-- start GIVEN INFORMATION --

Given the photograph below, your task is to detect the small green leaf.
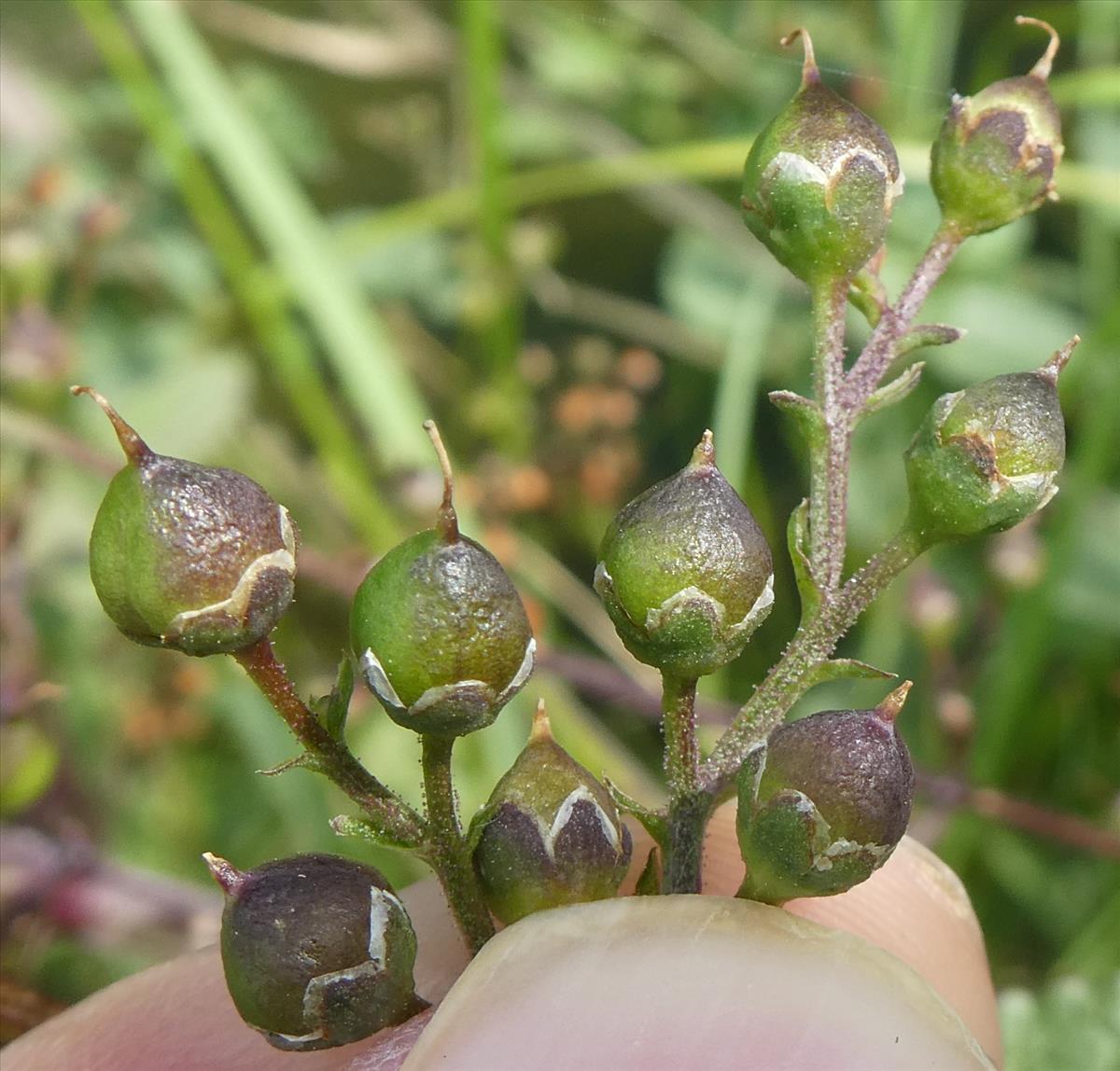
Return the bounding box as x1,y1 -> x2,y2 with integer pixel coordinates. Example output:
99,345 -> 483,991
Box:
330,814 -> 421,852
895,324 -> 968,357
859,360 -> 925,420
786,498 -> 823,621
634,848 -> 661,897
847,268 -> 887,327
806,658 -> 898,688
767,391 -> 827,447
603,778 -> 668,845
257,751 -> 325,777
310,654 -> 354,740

-- end GIVEN INFORMATION --
-- start GIVEN INFORMATION --

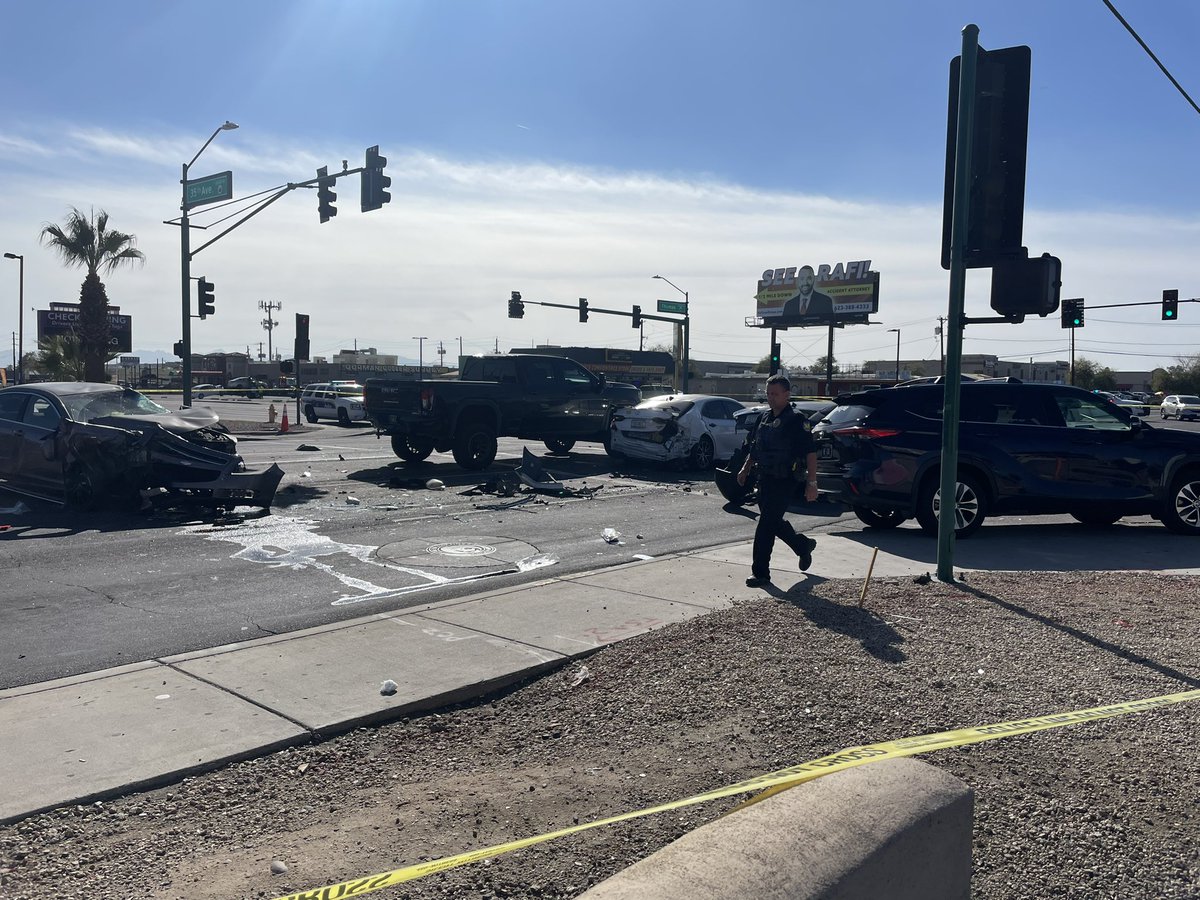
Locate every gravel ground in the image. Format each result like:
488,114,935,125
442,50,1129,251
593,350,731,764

-- end GIVEN INFORMATION --

**YOUR OBJECTIVE**
Convert the listing above, starting at the line that contains "Given the photograph" and ending at the line that contains "310,654 -> 354,740", into a Markdown table with the columns Number and Content, one row per line with blank lines skipped. Leave the pictures out of the table.

**RESULT OF THE TASK**
| Number | Content |
|---|---|
| 1 | Given the photograph below, your task is to detect the small green leaf. |
| 2 | Return the bounding box as x1,y1 -> x2,y2 with integer pixel coordinates. Example output: |
| 3 | 99,345 -> 483,991 |
| 4 | Box: |
| 5 | 330,814 -> 421,852 |
| 6 | 895,324 -> 968,357 |
| 7 | 859,360 -> 925,420 |
| 8 | 786,498 -> 823,621 |
| 9 | 634,848 -> 661,897 |
| 10 | 847,268 -> 887,327 |
| 11 | 806,658 -> 898,688 |
| 12 | 767,391 -> 827,447 |
| 13 | 603,778 -> 668,845 |
| 14 | 257,751 -> 325,777 |
| 15 | 310,654 -> 354,740 |